■ Given request 1
Give everything in the records from the line containing "If you could mark the tree in" down to the end of the records again, switching "help a great deal" to "be very helpful" and leaving all else unchanged.

+++ Selected passage +++

Hi,
I run kmergenie on a merged data file (concatenated from 6 individual fastq files: 3 R1 and 3 corresponding pair-end R2)
$ ./kmergenie -k 40 -l 16 -s 2 -t 16 -o 16-40histo merged.fq.gz
and get the results:
Predicted best k: 40
Predicted assembly size: 772582595 bp
Then I run
$ ./kmergenie -k 60 -l 42 -s 2 -t 16 -o 42-60histo merged.fq.gz
which get:
Predicted best k: 60
Predicted assembly size: 802168662 bp
Then I run
$ ./kmergenie -k 120 -l 60 -s 10 -t 16 -o 60-120histo merged.fq.gz
also obtain:
Predicted best k: 120
Predicted assembly size: 831614678 bp
Here is the graphs created by kmergenie: https://drive.google.com/file/d/0Bx7ogD6DesvEWE1MWVNQU0pGN00/view?usp=sharing
Beside, the kmer multiplicity graphs seem to be okay with clear 2nd peak, which decrease from around 27 to around 8 while k increase from 16 to 120.
I don't know why the suggested best k keep going higher, is maximizing total number of distinct k-mer always the good choice? or could there be something wrong with our data or any parameter used with kmergenie? Our pair-end data are from Miseq which have read lengths range from 35 to 310 with very sharp peak at 310bp.
Welcome any suggestion and help, thank you very much!
Phuong
I agree with this answer. To complete it: yes, we've found it's wise to use such high kmer values when kmergenie suggest them, as they allow for better resolution of repeats.
Thanks a lot !

+++ Material provided +++

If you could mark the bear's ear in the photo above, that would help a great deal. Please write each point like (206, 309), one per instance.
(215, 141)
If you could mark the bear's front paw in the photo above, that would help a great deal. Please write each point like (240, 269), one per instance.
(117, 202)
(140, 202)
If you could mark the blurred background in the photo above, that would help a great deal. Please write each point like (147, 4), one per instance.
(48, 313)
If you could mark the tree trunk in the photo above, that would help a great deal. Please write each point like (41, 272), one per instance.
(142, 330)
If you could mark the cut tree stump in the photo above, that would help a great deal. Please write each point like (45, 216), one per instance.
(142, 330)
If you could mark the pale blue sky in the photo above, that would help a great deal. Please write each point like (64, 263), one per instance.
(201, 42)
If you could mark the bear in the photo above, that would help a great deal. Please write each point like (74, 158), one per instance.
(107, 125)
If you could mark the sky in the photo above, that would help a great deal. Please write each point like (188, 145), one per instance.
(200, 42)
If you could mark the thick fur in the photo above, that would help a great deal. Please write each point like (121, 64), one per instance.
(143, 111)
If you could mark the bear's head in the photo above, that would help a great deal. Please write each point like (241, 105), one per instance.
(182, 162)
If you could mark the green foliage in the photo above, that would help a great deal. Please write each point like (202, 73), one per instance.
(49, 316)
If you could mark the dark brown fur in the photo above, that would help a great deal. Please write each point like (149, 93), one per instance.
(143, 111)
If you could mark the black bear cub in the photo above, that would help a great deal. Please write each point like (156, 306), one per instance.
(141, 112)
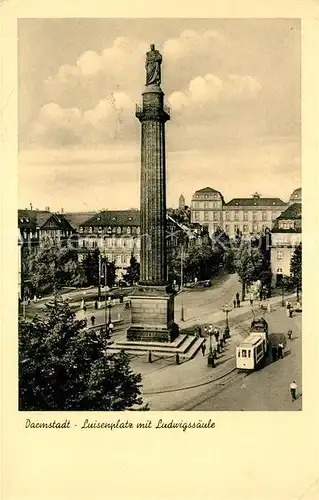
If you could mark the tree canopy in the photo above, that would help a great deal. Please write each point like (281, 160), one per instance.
(52, 267)
(64, 367)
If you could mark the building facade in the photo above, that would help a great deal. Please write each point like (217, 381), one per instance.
(251, 216)
(285, 236)
(207, 208)
(38, 226)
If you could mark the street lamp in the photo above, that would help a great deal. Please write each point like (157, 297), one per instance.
(182, 306)
(109, 305)
(210, 358)
(226, 308)
(104, 270)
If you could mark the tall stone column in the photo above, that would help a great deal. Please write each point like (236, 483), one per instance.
(152, 303)
(153, 187)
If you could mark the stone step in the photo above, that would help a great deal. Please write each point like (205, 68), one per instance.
(176, 344)
(191, 353)
(183, 348)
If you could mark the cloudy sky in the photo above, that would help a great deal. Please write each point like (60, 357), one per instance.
(234, 91)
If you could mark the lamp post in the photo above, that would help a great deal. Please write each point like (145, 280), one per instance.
(182, 306)
(104, 270)
(109, 306)
(210, 358)
(226, 308)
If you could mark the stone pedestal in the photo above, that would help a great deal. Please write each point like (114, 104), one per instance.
(152, 310)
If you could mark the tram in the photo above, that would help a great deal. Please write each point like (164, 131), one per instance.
(251, 352)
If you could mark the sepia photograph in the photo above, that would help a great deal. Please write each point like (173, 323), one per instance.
(160, 214)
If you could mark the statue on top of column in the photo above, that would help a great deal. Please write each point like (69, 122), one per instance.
(153, 66)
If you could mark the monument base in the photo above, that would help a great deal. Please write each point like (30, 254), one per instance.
(152, 315)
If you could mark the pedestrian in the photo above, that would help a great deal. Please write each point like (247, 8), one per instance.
(251, 299)
(293, 390)
(280, 351)
(274, 352)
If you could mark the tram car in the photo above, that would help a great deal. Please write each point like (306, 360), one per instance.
(251, 352)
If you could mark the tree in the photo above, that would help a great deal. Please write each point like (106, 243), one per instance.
(133, 271)
(63, 367)
(296, 269)
(51, 267)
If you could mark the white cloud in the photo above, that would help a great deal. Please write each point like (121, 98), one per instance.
(209, 88)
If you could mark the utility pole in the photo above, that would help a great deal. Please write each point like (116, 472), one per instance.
(99, 285)
(182, 308)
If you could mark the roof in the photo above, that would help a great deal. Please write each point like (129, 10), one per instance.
(258, 202)
(250, 340)
(207, 190)
(29, 219)
(114, 218)
(77, 218)
(292, 212)
(296, 192)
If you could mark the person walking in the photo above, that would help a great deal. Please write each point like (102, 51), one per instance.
(203, 348)
(293, 390)
(274, 352)
(280, 351)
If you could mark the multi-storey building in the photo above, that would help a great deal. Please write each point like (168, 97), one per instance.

+++

■ Given request 2
List every distinct command-line option used in the kmergenie commands of the forum thread above.

■ Worked answer 1
If you could mark the tree in the photo above, that would be very helpful. Please write each point like (106, 243), one per instance.
(133, 271)
(63, 367)
(296, 269)
(51, 267)
If you could mark the white cloud in the photo above, that would be very helpful. Please write each point like (121, 98), one per instance.
(209, 88)
If you could mark the utility pole in the photo above, that would be very helpful. Please write each point like (116, 472), one per instance.
(99, 285)
(182, 308)
If you could mark the roof in the photo above, that would be very helpful. Please write each point like (129, 10), one per instance.
(258, 202)
(250, 340)
(207, 190)
(29, 219)
(114, 218)
(77, 218)
(292, 212)
(296, 192)
If you could mark the person walking in the photo above, that would be very helpful. Please write each point like (102, 51), one per instance.
(203, 348)
(293, 390)
(274, 352)
(280, 351)
If you could mark the multi-storey building in the photo above, that would be very helpful. Please write each point like (168, 97), one per instance.

■ Worked answer 2
-k, -l, -s, -t, -o